*** Begin section ***
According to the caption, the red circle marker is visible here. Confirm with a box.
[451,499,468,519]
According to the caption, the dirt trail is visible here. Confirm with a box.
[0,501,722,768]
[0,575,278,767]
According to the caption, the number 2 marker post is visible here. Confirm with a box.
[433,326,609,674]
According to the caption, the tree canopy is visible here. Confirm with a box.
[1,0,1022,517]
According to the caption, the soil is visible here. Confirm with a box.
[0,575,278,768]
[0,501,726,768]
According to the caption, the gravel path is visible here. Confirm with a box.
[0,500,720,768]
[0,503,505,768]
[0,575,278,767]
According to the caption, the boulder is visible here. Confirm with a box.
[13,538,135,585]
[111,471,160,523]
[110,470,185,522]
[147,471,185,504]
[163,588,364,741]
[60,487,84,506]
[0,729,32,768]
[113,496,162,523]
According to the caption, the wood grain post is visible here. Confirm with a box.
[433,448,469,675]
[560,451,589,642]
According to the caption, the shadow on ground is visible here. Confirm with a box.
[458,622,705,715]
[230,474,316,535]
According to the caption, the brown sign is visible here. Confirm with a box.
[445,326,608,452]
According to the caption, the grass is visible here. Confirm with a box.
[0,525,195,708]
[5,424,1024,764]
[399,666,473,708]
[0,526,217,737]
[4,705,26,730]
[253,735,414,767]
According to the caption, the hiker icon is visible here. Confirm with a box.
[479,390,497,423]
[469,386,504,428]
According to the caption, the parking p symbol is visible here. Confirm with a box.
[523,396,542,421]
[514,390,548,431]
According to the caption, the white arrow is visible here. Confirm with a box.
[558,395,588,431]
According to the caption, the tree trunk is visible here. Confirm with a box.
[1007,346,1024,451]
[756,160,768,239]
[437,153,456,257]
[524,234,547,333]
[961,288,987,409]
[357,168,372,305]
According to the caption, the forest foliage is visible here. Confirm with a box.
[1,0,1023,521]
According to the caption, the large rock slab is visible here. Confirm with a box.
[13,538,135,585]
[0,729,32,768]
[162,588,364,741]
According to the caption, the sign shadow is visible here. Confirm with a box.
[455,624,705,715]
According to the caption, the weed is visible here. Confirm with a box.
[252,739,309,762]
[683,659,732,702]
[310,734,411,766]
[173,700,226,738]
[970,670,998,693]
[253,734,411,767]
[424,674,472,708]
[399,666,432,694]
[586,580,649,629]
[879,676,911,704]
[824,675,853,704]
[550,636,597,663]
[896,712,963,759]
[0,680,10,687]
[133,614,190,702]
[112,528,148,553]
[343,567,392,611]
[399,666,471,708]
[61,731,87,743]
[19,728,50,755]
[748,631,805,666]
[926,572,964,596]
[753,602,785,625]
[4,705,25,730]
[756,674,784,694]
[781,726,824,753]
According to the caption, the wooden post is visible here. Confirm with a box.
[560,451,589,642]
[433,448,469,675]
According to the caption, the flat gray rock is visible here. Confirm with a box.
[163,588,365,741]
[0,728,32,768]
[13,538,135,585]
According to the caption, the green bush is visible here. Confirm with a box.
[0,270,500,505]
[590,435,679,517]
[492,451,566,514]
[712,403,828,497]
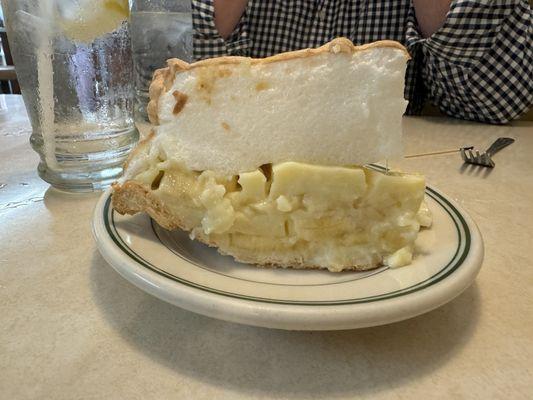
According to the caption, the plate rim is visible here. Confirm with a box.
[92,185,484,330]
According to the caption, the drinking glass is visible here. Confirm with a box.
*** End section ***
# Work to complete
An exact repeat of the listing above, pictures excluded, is the answer.

# Answer
According to the caption, the red circle marker is visible here. Confirm with a box.
[451,499,468,519]
According to the caption, the dirt trail is visible here. Confirm with a box.
[0,501,722,768]
[0,575,278,767]
According to the caption, the number 2 marker post is visible here. Confirm with a box.
[433,326,609,674]
According to the caption, the tree canopy is visible here. Confirm with a box.
[1,0,1022,517]
According to the caption, the soil is visible here. Confirm with a box.
[0,575,278,768]
[0,501,726,768]
According to the caption, the gravel path is visible here. Confirm with a box.
[0,500,720,768]
[0,503,505,768]
[0,575,278,767]
According to the caption, the boulder is visible here. Confirm with a box.
[13,538,135,585]
[111,471,160,523]
[110,470,185,522]
[147,471,185,504]
[163,588,364,741]
[60,487,84,506]
[0,729,32,768]
[113,496,162,523]
According to the caption, the wood grain post is visible here. Confirm with a box.
[433,448,469,675]
[560,451,589,642]
According to the caption, the shadow on ground is visible here. Confirm with a box.
[458,622,705,715]
[230,474,316,535]
According to the caption, the brown sign is visible here. Confirm with a box.
[445,326,608,452]
According to the caption, the grass is visible here. Confirm with a box.
[0,525,195,708]
[5,424,1024,764]
[399,666,473,708]
[0,526,217,737]
[4,705,26,730]
[253,735,414,767]
According to the caption, the hiker icon is visible here. Confirm with a box.
[479,390,497,423]
[469,386,504,428]
According to the caption, the parking p symbol is visible here. Confirm with a box.
[523,396,542,421]
[514,390,548,431]
According to the caption, the white arrow is visible here. Confirm with a box.
[558,395,588,431]
According to the caption, the tree trunk is visible here. Confirm with a box.
[1007,346,1024,451]
[756,160,768,239]
[437,153,456,257]
[524,234,547,333]
[961,288,987,409]
[357,168,372,305]
According to the caption, the forest foliage is visible here. Confirm with a box.
[1,0,1023,521]
According to the caption, the large rock slab is visible here. Confirm with a box.
[13,538,135,585]
[0,729,32,768]
[162,588,364,741]
According to the caption, the sign shadow is visible here. Confirm with a box.
[455,624,705,715]
According to the caption, the weed is visible here. Confirm with a box.
[252,739,309,762]
[683,659,732,702]
[310,734,411,766]
[173,700,226,738]
[970,670,998,693]
[253,734,411,767]
[424,674,472,708]
[399,666,432,694]
[586,580,649,629]
[879,676,911,704]
[824,675,853,704]
[550,636,597,663]
[896,712,963,759]
[0,680,10,687]
[133,614,190,702]
[112,528,148,553]
[343,567,392,611]
[399,666,471,708]
[61,731,87,743]
[19,728,50,755]
[748,631,805,666]
[926,572,964,596]
[753,602,785,625]
[4,705,25,730]
[756,674,784,694]
[781,726,824,753]
According to the caption, the wooden post is visible here. Confirm with a box.
[560,451,589,642]
[433,448,469,675]
According to the caption, the flat gray rock is visible here. Confirm with a box.
[163,588,365,741]
[0,728,32,768]
[13,538,135,585]
According to the caption, the green bush is visible here. Confirm with a box.
[0,270,500,505]
[590,435,679,517]
[492,451,566,514]
[712,403,828,497]
According to the caption, the plate rim is visible here. Confirm with a box.
[92,185,484,330]
According to the caption, the drinking glass is visible here. Confirm with a box.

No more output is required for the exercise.